Brief: Each line of the data below holding the word "query" must be copied.
[[ Task material open ]]
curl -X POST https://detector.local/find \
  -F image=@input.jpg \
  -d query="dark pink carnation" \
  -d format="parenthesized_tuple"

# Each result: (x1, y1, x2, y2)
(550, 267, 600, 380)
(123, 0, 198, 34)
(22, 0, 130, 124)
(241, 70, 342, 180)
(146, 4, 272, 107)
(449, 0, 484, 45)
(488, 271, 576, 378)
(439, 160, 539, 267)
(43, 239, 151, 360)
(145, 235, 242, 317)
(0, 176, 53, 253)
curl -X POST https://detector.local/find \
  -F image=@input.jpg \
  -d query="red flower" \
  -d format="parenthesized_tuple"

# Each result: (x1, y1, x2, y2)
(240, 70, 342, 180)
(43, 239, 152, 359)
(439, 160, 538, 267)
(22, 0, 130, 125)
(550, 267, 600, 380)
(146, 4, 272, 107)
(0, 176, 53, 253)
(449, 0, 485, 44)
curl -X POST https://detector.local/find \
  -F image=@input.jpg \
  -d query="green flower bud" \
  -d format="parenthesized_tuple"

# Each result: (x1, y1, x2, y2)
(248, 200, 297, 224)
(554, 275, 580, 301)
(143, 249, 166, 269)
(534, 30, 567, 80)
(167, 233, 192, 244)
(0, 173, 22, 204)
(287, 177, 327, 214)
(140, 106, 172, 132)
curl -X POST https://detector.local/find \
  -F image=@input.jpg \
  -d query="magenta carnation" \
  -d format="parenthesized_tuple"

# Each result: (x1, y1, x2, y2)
[[ Task material closed ]]
Answer for the task:
  -d query="dark pink carnation" \
  -d query="red flower" \
  -d query="green flower bud" \
  -d query="magenta carnation" \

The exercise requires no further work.